Output only the lines that run from the line holding "sandy beach -> trace every instance" to the end of the entries, both ends included, and skip the pictures.
— start —
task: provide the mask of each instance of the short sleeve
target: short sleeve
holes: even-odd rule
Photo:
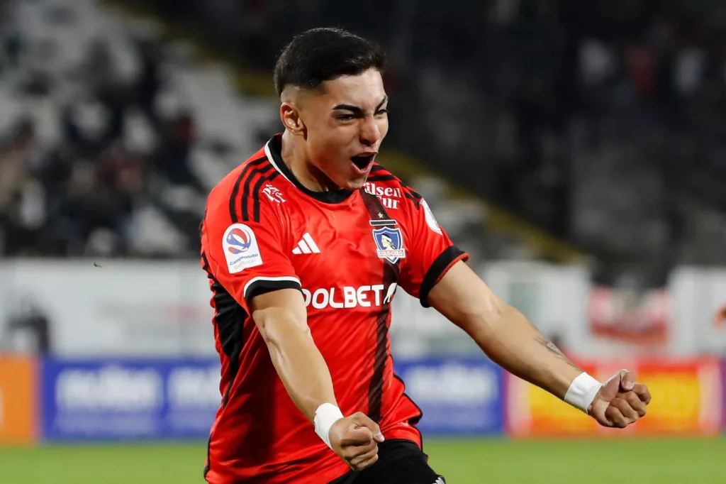
[[[254,219],[237,219],[208,211],[202,249],[209,273],[249,314],[254,295],[300,289],[300,279],[283,250],[282,227],[273,207],[262,203]]]
[[[454,264],[468,260],[469,256],[454,245],[423,198],[407,198],[407,202],[410,214],[407,227],[409,250],[401,260],[399,283],[417,297],[422,306],[428,307],[431,289]]]

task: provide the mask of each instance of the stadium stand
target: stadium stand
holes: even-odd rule
[[[22,2],[15,15],[0,84],[5,253],[192,254],[205,192],[275,130],[277,110],[152,23],[92,1]],[[409,182],[475,260],[533,257],[512,233],[484,236],[481,201],[416,171]]]

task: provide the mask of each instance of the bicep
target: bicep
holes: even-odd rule
[[[428,302],[465,331],[473,321],[501,315],[506,305],[462,261],[456,262],[431,289]]]
[[[292,330],[309,331],[302,293],[284,289],[253,295],[250,300],[252,319],[266,341]]]

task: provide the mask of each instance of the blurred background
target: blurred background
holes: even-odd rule
[[[205,199],[282,130],[284,45],[329,25],[389,53],[380,162],[565,352],[654,397],[604,432],[399,294],[434,467],[726,482],[717,0],[0,0],[0,482],[203,482]]]

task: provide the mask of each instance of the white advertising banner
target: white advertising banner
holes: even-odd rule
[[[496,262],[492,290],[576,357],[726,350],[726,270],[684,267],[667,288],[593,286],[586,269]],[[213,356],[208,283],[194,261],[0,260],[0,350],[57,356]],[[460,329],[399,290],[391,341],[402,357],[479,351]]]
[[[27,333],[46,332],[57,356],[215,354],[211,293],[197,264],[17,259],[0,265],[4,347],[22,346]]]

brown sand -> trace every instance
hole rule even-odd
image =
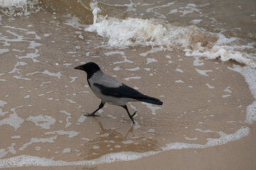
[[[20,28],[33,25],[33,28],[26,28],[36,30],[37,35],[41,37],[40,40],[35,39],[33,35],[26,34],[26,31],[14,30],[27,36],[28,40],[42,45],[36,47],[39,50],[40,56],[35,59],[39,62],[35,62],[31,58],[14,57],[16,55],[26,56],[28,52],[35,52],[35,49],[28,50],[22,54],[11,50],[1,56],[0,72],[4,74],[1,79],[6,81],[0,84],[0,95],[1,99],[8,103],[3,108],[3,111],[7,111],[8,113],[1,118],[9,118],[14,112],[13,108],[15,108],[17,115],[25,120],[16,130],[9,125],[1,126],[2,140],[0,148],[7,148],[11,143],[16,143],[14,148],[16,153],[8,153],[4,158],[28,154],[71,162],[96,159],[106,154],[124,151],[159,151],[170,142],[204,144],[207,138],[220,137],[216,132],[201,132],[195,130],[196,128],[232,134],[245,125],[250,128],[248,136],[217,147],[171,150],[136,161],[92,166],[23,167],[20,169],[252,170],[256,168],[254,161],[256,155],[255,125],[243,123],[246,107],[255,99],[243,76],[228,69],[228,67],[232,67],[234,62],[222,63],[218,60],[201,59],[201,63],[204,64],[195,66],[195,58],[186,57],[179,51],[162,50],[142,57],[139,55],[151,50],[151,48],[95,48],[101,42],[90,43],[80,38],[79,35],[74,32],[81,31],[81,35],[86,37],[87,40],[96,41],[99,39],[98,42],[104,42],[104,40],[95,33],[85,33],[63,24],[65,18],[63,17],[50,23],[46,19],[52,18],[49,13],[51,13],[40,12],[36,17],[31,16],[29,20],[21,18],[16,19],[15,23],[7,23],[9,26]],[[3,18],[3,25],[7,24],[4,21]],[[9,29],[11,28],[3,28],[4,34],[7,35]],[[44,33],[49,33],[53,34],[44,37]],[[11,47],[21,50],[27,49],[29,44],[28,41],[12,42]],[[78,45],[80,48],[76,48]],[[75,53],[70,52],[74,51]],[[108,55],[105,53],[115,51],[124,52],[124,55]],[[90,55],[86,57],[85,54],[88,52]],[[171,59],[168,56],[166,57],[166,55],[171,56]],[[152,61],[151,59],[157,62],[148,63]],[[16,69],[20,70],[12,72],[15,64],[21,61],[28,64],[17,66]],[[98,63],[103,72],[110,75],[117,75],[117,79],[120,81],[132,87],[138,87],[139,91],[144,94],[159,98],[164,104],[156,110],[156,115],[140,102],[132,103],[132,106],[128,105],[131,112],[134,110],[131,108],[132,106],[138,110],[138,115],[134,119],[139,125],[139,128],[135,128],[136,126],[131,124],[123,108],[110,105],[103,108],[101,117],[87,118],[84,122],[79,123],[78,120],[82,118],[82,114],[92,112],[100,103],[100,100],[91,93],[90,89],[85,86],[87,85],[85,73],[73,69],[75,66],[81,62],[89,61]],[[117,62],[120,62],[115,64]],[[116,71],[114,68],[117,67],[122,69]],[[137,67],[140,69],[127,70]],[[211,71],[207,72],[208,76],[204,76],[200,74],[196,69]],[[57,76],[42,73],[46,70]],[[60,78],[58,77],[58,72],[62,75]],[[31,80],[18,79],[15,76]],[[77,77],[72,81],[74,76]],[[134,76],[139,79],[130,79],[129,81],[124,79]],[[49,81],[50,83],[46,83]],[[210,89],[206,84],[214,88]],[[232,94],[230,96],[223,97],[223,95],[230,94],[224,91],[228,86],[230,87],[229,89]],[[24,98],[27,95],[29,95],[29,98]],[[22,107],[18,108],[21,106]],[[31,115],[41,115],[51,116],[56,120],[50,129],[43,129],[28,120]],[[152,129],[154,131],[149,132]],[[68,137],[68,135],[46,134],[58,130],[75,131],[79,132],[79,135]],[[21,138],[11,139],[15,135],[20,135]],[[26,148],[24,147],[33,137],[54,138],[55,136],[57,138],[53,140],[53,143],[31,143]],[[198,140],[188,141],[184,137],[197,137]],[[82,140],[82,137],[92,140]],[[122,142],[132,137],[137,137],[133,143],[126,144]],[[114,144],[112,144],[111,141],[114,141]],[[107,144],[112,144],[112,150],[109,149]],[[95,145],[100,147],[100,149],[94,149]],[[120,147],[115,147],[117,145]],[[36,150],[38,147],[41,149]],[[21,148],[24,149],[19,149]],[[71,148],[71,152],[63,153],[65,148]],[[78,151],[75,152],[75,149]],[[78,156],[78,154],[80,154]]]

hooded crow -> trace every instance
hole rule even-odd
[[[137,111],[131,115],[127,106],[127,102],[144,101],[156,105],[163,104],[163,102],[159,99],[142,94],[124,84],[120,83],[113,77],[104,74],[96,63],[88,62],[75,67],[75,69],[83,70],[87,73],[87,81],[90,89],[96,96],[101,99],[99,108],[92,113],[85,115],[86,116],[97,116],[95,113],[101,109],[107,102],[124,108],[134,123],[133,117]]]

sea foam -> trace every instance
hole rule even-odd
[[[256,68],[255,42],[228,38],[220,33],[211,33],[196,26],[163,24],[154,19],[107,18],[99,15],[99,11],[97,7],[94,8],[93,24],[85,30],[96,32],[107,38],[110,47],[146,45],[169,50],[177,48],[183,50],[187,57],[210,60],[220,57],[224,62],[233,60]]]

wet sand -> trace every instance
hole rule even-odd
[[[122,152],[161,152],[166,144],[182,142],[203,149],[171,149],[90,166],[19,169],[256,167],[255,125],[244,123],[247,106],[255,98],[245,78],[230,69],[238,63],[186,57],[181,51],[158,47],[106,48],[105,40],[85,32],[82,21],[70,25],[68,21],[77,18],[52,13],[41,11],[15,22],[2,18],[8,26],[1,31],[11,45],[1,57],[0,99],[6,102],[1,103],[0,145],[6,152],[1,159],[26,154],[78,162]],[[100,102],[88,87],[85,73],[73,69],[87,62],[98,63],[103,72],[164,105],[128,104],[130,112],[138,111],[135,125],[122,108],[110,105],[100,117],[85,117]],[[229,138],[245,127],[250,128],[248,135]],[[217,143],[209,145],[209,139]]]
[[[136,161],[104,164],[97,166],[61,167],[23,167],[18,169],[255,169],[256,163],[255,127],[250,135],[228,144],[203,149],[183,149],[165,152]]]

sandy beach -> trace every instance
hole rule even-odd
[[[256,168],[253,39],[247,42],[184,23],[101,21],[95,13],[98,23],[92,25],[93,12],[79,4],[46,1],[28,15],[1,16],[0,169]],[[124,8],[105,5],[98,4],[102,13]],[[144,41],[139,31],[125,45],[122,32],[105,37],[107,31],[100,30],[107,23],[107,33],[114,34],[112,23],[126,23],[139,30],[137,22],[149,24],[155,33],[150,40],[144,30]],[[156,33],[164,30],[169,37],[181,29],[185,33],[175,38],[181,45],[162,45],[166,40]],[[221,57],[204,56],[210,52]],[[230,53],[233,58],[224,62]],[[239,54],[242,57],[235,58]],[[100,117],[85,116],[100,103],[86,73],[74,69],[88,62],[164,105],[129,103],[130,112],[137,111],[135,124],[124,108],[109,104]]]

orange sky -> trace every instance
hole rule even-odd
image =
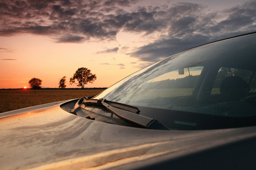
[[[213,1],[0,0],[0,89],[34,77],[57,88],[64,76],[76,88],[69,78],[82,67],[97,76],[85,87],[107,87],[175,53],[255,29],[255,1]]]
— end —
__Expected answer__:
sandy beach -> trace every instance
hole rule even-odd
[[[256,168],[253,39],[247,42],[184,23],[101,21],[95,13],[98,23],[92,25],[93,12],[79,4],[46,1],[28,15],[1,16],[0,169]],[[124,8],[105,5],[98,4],[102,13]],[[144,41],[139,31],[125,45],[122,32],[105,37],[107,31],[100,30],[107,23],[107,33],[114,34],[112,23],[126,23],[139,30],[137,22],[149,24],[155,33],[150,40],[144,30]],[[156,33],[164,30],[169,37],[181,29],[185,33],[175,38],[181,45],[162,45],[166,40]],[[221,57],[204,56],[210,52]],[[230,53],[233,58],[224,62]],[[239,54],[242,57],[235,58]],[[100,117],[85,116],[100,103],[86,73],[74,69],[88,62],[164,105],[129,103],[130,112],[137,111],[135,124],[124,108],[109,104]]]

orange sky -> trace every instance
hole rule even-odd
image =
[[[213,1],[0,0],[0,89],[34,77],[57,88],[64,76],[76,88],[69,78],[82,67],[97,76],[85,87],[107,87],[175,53],[255,29],[255,1]]]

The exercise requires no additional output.